> _Texto de la página_
--- --- ---

La música siempre ha sido un ancla en su vida. En esos momentos en los que dudaba de todo, la música siempre lo ha sacado adelante, sobre todo determinados conciertos que lo hicieron muy feliz. Por lo tanto, no le resulta un esfuerzo renovarse y escuchar nueva música, lo que va saliendo. Algo que no suele ser común para aquellos melómanos de más de cincuenta años y que le ha permitido, quizás, sobrevivir como sala, como ser humano.
Grito dos, tal vez tres veces: “cuánta hermosura… cuánta hermosura...”. No estoy en medio de un síndrome de Stendhal, pero casi: sólo estoy pidiendo una canción. Igual no insisto demasiado. Es mi primera vez ante Kokoshca y es obvio que no la canten, el disco es de 2016. Una sala de conciertos sirve para que pidas una canción y no la canten, para que te des cuenta de que no te pueden malcriar y de que ya la cantaron tantas veces, antes de que tú existieras.
Espera que yo saque lo que llevo dentro
Cada vez que Javier Benito se emociona su rostro se convierte en un mapa. Sigue detrás de la barra cantando las canciones de Kokoshca, las mismas que yo no puedo parar de escuchar desde hace, no sé, pongamos que dos años. Una concatenación de circunstancias que no recuerdo cómo se dieron, si fueron todas virtuales o hubo alguna presencial, se pusieron de acuerdo para que muchas de sus canciones empezaran a volverse imprescindibles.
Ahora no puedo y no quiero despegar de mi membrana cerebral esa dialéctica de voces y melodías que cada vez que se mezclan me generan tantas emociones contradictorias que no sabría cómo empezar a definirlas. Y que hoy, por primera vez, se han vuelto auráticas. Se me cruzan por la cabeza tantos adjetivos manidos que no hay suavidad, tragedia, dulzura, aspereza, gravedad o agudeza que resulten adecuadas, mucho menos precisas. Tantos matices en esas canciones, tantos riesgos que asumen en cada disco. Hoy presentan el nuevo, un manifiesto contra la mega productividad y la ansiedad, contra la tradición vetusta, a favor de la diversidad, el cambio y la aventura. Dan tantas ganas de apropiarse de su nombre, “La Juventud”, aún a mis 44 años cuando esa palabra no sé muy bien cómo encajarla.
“Hay gente que me dice que soy un músico frustrado. Qué va, si es que ni lo he intentado. No tengo el más mínimo sentido del ritmo”, dice Javier. Cuando iban de festivales con María ella siempre le hacía notar que era el único de todo el público que siempre se movía a destiempo. Y ni hablar de cuando había que tocar palmas. Pero empezó a escuchar música desde muy chico, en el instituto, de manera compulsiva: blues y soul, música negra. Después vinieron los descubrimientos adictivos: Beach Boys, Springteen, Pink Floyd, Smiths. Dice que escuchaba más música en aquel entonces: “Dejé de ponerme música para trabajar porque me distraigo: o trabajo o escucho música, pero las dos cosas no. Y aprendí a valorar el silencio, es algo que me gusta mucho también”.

--- --- ---

> _Material mostrado_
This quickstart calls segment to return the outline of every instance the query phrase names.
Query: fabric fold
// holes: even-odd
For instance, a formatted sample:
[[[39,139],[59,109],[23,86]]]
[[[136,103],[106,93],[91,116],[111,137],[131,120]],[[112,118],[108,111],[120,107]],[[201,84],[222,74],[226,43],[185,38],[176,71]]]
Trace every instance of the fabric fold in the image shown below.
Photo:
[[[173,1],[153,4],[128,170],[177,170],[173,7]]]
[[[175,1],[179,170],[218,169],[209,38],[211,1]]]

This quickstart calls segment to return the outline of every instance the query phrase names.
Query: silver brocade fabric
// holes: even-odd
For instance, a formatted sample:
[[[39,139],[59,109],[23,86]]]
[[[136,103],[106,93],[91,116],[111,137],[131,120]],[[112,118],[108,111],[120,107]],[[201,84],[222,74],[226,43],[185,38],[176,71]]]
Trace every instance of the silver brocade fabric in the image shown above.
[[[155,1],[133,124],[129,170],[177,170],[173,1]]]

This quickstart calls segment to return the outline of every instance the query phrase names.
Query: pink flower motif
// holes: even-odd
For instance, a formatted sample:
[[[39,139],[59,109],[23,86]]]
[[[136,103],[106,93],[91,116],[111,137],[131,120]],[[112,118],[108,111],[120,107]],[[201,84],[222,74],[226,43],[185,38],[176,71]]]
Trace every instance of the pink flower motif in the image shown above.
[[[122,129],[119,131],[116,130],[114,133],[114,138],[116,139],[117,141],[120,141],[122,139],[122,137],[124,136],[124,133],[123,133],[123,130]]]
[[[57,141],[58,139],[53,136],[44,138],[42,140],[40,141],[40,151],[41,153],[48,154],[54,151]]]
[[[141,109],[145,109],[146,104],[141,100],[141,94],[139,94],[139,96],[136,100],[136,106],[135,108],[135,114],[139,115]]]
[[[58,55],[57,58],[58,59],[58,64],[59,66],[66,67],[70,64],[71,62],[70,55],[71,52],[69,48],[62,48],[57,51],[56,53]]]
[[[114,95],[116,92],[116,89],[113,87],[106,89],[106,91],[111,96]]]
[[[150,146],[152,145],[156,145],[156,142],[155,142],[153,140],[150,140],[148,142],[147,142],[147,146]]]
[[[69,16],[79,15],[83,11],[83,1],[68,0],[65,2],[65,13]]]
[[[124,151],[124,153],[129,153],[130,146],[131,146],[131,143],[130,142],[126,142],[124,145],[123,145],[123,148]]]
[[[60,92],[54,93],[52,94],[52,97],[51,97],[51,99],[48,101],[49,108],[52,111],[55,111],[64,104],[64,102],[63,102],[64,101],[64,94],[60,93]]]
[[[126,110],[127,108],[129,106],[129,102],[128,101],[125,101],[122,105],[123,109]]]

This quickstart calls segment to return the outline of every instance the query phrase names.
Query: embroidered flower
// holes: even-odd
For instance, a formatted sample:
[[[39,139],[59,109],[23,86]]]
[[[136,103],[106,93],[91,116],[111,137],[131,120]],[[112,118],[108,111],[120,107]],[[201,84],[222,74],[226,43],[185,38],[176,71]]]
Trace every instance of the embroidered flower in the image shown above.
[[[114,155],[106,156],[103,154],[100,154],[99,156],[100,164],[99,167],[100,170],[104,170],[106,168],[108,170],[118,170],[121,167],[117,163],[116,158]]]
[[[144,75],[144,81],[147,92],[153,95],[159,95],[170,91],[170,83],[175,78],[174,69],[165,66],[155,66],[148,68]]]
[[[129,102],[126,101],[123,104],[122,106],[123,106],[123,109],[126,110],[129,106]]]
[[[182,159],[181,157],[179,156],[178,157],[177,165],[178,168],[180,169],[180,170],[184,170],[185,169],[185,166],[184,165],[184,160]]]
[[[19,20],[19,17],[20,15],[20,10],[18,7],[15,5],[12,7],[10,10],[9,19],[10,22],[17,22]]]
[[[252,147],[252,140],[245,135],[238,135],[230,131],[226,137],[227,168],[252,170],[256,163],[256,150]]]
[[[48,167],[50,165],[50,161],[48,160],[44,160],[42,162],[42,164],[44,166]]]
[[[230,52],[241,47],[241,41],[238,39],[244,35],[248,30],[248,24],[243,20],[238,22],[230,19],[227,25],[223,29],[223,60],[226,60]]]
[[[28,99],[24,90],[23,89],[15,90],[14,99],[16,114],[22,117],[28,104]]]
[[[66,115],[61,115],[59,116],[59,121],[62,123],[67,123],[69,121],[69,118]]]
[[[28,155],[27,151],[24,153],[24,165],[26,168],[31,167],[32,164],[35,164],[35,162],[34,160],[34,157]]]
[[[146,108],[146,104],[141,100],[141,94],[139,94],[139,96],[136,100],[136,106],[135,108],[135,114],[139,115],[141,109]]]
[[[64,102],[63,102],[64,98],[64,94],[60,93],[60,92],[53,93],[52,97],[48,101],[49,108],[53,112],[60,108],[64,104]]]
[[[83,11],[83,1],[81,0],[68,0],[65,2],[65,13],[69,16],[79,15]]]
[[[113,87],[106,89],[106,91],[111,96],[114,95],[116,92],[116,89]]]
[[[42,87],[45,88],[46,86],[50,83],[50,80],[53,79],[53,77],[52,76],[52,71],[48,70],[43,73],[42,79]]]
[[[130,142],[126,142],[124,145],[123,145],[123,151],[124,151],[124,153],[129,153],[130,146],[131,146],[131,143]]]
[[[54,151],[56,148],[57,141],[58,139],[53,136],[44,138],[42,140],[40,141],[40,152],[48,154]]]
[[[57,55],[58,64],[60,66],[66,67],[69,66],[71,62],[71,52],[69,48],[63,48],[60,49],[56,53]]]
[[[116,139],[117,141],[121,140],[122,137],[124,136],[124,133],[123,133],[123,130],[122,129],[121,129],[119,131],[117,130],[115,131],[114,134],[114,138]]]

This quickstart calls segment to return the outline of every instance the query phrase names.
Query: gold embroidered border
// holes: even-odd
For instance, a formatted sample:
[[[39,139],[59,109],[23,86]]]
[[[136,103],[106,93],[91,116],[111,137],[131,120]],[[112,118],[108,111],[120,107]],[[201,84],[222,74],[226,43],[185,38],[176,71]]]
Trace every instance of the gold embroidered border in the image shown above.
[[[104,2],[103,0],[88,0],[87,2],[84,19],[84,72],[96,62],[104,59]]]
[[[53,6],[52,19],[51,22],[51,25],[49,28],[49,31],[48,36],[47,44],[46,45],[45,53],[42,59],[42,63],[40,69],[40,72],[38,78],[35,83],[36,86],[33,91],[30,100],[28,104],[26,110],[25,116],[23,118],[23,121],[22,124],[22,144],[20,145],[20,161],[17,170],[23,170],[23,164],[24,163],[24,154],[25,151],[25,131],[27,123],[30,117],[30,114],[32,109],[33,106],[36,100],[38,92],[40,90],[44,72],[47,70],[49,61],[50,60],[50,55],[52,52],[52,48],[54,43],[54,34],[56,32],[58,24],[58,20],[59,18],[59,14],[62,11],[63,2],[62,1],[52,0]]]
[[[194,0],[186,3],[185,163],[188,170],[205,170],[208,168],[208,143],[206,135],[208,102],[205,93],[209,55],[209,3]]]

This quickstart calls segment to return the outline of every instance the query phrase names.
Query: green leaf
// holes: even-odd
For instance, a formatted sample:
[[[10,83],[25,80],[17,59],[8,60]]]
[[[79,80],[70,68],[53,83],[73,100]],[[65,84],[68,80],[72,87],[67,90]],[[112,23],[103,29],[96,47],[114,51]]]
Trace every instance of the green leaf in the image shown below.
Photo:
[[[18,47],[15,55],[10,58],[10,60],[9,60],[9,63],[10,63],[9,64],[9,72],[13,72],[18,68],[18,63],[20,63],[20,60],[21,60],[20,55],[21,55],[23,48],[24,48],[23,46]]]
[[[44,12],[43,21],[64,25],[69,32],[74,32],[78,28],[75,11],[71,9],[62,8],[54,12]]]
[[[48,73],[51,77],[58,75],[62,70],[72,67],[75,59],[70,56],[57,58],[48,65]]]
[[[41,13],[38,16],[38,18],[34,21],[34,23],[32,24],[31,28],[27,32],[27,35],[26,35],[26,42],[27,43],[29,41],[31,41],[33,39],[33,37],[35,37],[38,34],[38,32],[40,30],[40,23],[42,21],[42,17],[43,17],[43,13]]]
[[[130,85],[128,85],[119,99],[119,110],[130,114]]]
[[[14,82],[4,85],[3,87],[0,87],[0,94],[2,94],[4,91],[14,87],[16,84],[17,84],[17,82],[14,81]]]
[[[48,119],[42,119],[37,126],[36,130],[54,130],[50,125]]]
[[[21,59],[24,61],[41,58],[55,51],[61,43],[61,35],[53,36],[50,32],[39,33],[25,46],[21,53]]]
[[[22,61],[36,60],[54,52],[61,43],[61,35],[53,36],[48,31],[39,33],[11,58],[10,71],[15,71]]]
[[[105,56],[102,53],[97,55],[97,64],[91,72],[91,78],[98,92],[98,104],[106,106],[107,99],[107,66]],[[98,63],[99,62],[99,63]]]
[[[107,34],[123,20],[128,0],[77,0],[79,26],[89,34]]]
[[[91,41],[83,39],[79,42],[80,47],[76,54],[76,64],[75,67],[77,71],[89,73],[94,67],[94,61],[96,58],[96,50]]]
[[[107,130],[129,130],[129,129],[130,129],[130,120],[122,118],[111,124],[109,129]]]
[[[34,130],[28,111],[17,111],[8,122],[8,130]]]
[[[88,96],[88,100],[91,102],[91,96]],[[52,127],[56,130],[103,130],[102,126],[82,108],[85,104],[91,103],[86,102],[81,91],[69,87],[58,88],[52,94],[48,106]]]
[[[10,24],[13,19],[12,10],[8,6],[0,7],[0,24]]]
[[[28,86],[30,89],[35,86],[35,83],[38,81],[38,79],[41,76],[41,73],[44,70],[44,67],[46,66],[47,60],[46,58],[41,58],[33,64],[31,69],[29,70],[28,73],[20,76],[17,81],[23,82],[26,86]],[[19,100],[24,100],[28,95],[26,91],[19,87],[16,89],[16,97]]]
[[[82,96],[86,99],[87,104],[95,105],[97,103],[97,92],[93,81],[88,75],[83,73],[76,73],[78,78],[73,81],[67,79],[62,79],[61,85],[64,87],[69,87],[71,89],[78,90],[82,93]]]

--- --- ---

> _Descripción del ejercicio_
Por favor, indica qué música empezó a escuchar Javier en el instituto, según el texto sobre el concierto de Kokoshca. Las filas no intervienen en este ejercicio.

> _Respuesta del ejercicio_
Blues y soul, música negra.